(Beginning of Data supplied)
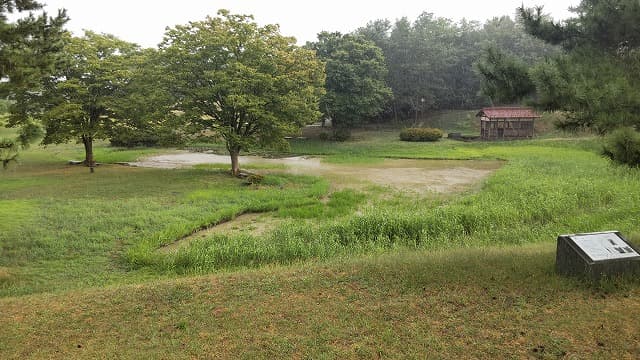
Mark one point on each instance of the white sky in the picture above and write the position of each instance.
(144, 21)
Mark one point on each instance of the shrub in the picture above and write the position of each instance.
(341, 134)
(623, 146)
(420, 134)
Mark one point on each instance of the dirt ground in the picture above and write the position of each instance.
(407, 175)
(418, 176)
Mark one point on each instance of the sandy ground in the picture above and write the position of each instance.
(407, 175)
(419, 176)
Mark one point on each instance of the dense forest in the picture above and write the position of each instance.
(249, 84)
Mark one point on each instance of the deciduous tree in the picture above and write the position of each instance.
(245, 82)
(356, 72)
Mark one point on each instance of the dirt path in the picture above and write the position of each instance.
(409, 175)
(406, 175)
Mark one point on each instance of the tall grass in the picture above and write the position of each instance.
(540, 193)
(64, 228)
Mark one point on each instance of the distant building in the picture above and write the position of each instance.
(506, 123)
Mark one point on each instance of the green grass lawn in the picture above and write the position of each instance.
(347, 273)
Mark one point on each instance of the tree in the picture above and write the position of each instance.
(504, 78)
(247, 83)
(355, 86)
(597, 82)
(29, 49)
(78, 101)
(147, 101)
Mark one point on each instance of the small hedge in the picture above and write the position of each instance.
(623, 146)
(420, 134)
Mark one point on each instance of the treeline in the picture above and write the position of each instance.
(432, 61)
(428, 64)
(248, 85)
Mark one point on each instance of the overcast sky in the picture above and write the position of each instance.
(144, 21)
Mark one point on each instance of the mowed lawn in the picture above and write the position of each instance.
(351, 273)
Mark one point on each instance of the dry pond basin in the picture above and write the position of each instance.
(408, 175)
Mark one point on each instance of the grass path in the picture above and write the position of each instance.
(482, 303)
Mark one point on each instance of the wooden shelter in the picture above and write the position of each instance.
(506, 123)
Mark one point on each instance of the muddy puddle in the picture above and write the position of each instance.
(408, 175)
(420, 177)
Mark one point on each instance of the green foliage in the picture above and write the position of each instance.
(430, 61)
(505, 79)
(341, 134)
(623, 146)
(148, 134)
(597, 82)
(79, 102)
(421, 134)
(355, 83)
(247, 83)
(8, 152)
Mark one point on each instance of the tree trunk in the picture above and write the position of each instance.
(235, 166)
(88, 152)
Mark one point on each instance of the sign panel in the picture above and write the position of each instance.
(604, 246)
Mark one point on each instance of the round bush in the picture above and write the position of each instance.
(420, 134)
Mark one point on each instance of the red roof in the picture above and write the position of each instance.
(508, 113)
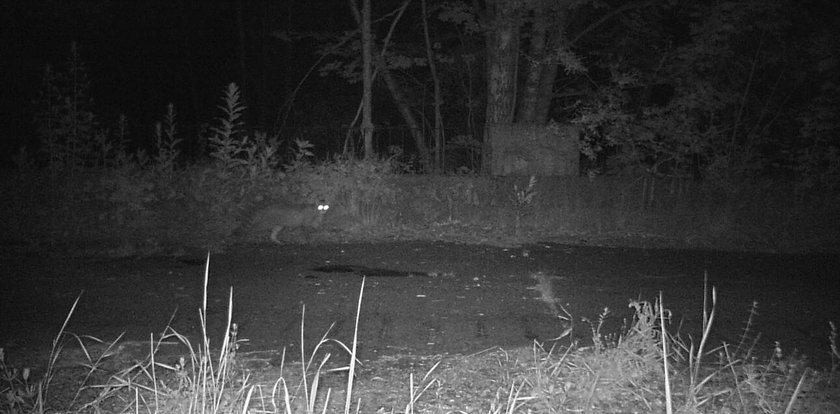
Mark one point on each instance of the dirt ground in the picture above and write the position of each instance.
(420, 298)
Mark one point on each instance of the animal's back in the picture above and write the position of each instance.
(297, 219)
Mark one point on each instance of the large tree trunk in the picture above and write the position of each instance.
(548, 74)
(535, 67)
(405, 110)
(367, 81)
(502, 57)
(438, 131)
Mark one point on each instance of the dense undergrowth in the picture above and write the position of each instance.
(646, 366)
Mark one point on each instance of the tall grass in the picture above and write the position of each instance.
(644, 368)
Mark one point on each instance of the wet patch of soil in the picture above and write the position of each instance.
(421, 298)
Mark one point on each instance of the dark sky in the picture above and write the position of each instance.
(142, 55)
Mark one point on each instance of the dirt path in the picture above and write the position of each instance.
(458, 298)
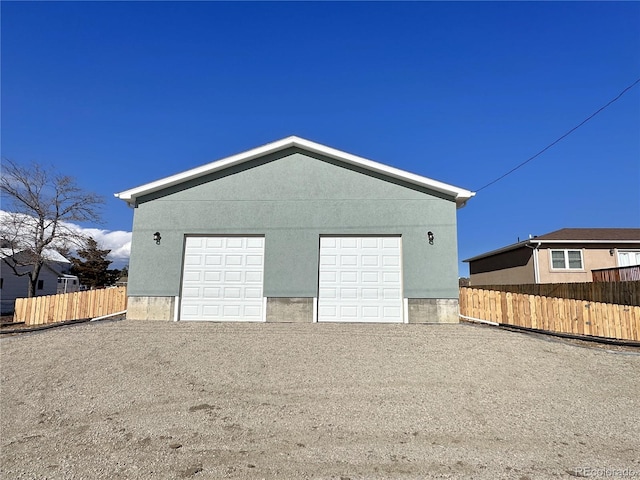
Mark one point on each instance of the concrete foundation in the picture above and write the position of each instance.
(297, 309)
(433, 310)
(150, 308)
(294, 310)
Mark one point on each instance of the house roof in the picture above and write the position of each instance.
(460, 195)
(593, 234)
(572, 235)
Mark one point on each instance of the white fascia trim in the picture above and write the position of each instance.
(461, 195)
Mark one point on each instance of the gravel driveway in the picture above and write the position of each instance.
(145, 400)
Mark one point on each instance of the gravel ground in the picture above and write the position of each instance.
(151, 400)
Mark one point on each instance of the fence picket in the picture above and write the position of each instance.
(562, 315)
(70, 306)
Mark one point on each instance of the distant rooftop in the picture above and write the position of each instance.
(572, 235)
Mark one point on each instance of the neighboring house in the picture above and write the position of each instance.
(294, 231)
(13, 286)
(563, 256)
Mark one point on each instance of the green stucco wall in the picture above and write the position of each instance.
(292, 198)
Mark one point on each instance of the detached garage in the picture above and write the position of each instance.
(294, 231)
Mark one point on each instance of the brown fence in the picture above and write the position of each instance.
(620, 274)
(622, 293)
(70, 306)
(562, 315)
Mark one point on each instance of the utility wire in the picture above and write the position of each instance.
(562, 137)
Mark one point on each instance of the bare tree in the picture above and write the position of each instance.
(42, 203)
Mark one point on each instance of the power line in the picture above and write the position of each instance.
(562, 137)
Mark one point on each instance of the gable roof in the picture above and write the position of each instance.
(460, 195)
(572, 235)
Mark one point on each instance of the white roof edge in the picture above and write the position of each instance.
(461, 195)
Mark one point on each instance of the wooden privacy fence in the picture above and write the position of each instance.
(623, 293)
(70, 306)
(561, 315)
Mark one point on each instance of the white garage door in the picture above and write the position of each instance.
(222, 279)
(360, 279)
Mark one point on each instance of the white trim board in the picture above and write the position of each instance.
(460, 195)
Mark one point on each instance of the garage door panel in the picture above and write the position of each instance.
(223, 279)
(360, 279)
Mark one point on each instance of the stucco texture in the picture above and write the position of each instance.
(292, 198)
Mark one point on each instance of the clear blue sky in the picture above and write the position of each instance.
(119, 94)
(End of Data supplied)
Prompt — Find where "Mark one point on each instance of the white roof" occurs in the data, and please write out that line through the last line exactly, with nothing else.

Completed task —
Mark one point on each instance of the white roof edge in the picture above and write the position of each instance.
(461, 195)
Mark one point on each instance of the wooden privacy fence in the picture above and write the position of each instance.
(623, 293)
(70, 306)
(561, 315)
Mark one point on each instance of the white garage door in the picture above and write the position of each instance.
(222, 279)
(360, 279)
Mark one point on each instance of the white trim board in the picture above and write the position of each instance.
(460, 195)
Mark one point on each instance of the garage door panel in the picture above and write the position of each instance.
(223, 279)
(360, 279)
Mark one point on each instance of the stucco texture in the picture above and write the position of each instance.
(292, 198)
Mark one point on each instance of the clear blue sky in the picture above and write the position of each instance.
(119, 94)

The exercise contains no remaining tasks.